THE TASK >> In the data below, reproduce the lines from the one containing "out the orange" up to and including the one containing "[(284, 309), (47, 304)]", unchanged and with nothing else.

EXTRACTED ENTRIES >>

****

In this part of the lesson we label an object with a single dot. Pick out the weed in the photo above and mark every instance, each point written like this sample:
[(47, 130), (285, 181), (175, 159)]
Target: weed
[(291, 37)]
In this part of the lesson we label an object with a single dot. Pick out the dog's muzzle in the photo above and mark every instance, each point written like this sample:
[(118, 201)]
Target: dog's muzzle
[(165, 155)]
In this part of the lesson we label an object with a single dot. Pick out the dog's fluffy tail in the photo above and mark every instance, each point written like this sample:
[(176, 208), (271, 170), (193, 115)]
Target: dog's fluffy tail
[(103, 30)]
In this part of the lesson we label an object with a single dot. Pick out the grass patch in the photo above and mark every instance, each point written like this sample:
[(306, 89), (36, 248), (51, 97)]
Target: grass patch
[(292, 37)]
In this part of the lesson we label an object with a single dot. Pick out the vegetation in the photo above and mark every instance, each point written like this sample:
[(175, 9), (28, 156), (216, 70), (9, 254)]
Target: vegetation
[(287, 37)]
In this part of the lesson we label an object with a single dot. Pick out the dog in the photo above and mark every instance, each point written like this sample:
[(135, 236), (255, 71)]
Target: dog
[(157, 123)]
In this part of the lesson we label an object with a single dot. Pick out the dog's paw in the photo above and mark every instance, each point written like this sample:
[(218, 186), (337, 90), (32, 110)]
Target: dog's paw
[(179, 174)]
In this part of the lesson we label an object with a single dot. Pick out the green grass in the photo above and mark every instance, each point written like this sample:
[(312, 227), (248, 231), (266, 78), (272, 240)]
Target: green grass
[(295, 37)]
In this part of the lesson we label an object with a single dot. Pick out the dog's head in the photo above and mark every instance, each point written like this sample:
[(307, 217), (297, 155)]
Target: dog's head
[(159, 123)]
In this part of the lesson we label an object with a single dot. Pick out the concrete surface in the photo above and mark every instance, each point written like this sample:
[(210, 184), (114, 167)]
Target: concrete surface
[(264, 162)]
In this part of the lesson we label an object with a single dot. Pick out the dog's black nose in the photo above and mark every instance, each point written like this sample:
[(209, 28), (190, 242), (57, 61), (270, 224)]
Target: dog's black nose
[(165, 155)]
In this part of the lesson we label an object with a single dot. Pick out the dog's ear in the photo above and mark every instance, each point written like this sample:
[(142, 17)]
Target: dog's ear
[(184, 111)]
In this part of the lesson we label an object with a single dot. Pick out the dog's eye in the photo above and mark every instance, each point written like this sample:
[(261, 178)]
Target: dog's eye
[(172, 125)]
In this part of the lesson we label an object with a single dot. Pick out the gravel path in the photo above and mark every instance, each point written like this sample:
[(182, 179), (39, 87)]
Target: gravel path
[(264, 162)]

****

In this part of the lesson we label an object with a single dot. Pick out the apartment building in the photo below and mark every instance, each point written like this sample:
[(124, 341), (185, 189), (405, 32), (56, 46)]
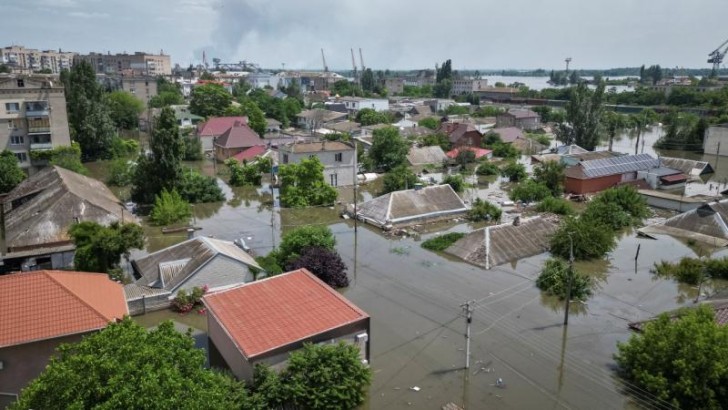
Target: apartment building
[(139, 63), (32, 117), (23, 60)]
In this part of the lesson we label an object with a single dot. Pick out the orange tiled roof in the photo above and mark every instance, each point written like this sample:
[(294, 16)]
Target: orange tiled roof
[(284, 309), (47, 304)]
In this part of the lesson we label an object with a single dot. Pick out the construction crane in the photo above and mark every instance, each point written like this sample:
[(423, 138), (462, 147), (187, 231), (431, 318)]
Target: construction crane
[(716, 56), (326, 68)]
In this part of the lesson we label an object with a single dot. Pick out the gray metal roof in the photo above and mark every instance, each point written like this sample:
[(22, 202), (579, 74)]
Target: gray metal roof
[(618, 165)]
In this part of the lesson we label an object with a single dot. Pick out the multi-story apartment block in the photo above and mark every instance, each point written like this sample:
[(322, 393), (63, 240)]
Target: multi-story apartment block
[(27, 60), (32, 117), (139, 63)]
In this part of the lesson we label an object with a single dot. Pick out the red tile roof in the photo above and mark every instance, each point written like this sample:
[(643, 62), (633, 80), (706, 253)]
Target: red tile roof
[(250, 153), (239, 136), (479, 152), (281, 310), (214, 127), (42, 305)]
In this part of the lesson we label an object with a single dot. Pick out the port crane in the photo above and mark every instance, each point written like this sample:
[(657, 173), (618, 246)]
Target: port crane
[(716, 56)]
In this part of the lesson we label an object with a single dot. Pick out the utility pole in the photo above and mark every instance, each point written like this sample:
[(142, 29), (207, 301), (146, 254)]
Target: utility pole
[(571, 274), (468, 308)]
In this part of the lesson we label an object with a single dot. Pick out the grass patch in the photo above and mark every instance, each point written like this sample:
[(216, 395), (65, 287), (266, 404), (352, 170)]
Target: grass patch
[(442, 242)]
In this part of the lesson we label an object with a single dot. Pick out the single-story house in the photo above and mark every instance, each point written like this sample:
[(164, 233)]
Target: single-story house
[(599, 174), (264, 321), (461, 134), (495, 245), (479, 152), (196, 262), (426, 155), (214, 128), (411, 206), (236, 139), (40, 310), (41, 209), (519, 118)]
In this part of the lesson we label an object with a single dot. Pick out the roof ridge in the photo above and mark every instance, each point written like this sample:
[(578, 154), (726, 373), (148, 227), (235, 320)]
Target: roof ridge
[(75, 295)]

****

SOLUTION >>
In this part of the lesson we label an object with a single dot. Pick out the orange tiled roof in the photo above and mark every instance, each point written like this sample:
[(294, 16)]
Target: orange tiled roof
[(284, 309), (47, 304)]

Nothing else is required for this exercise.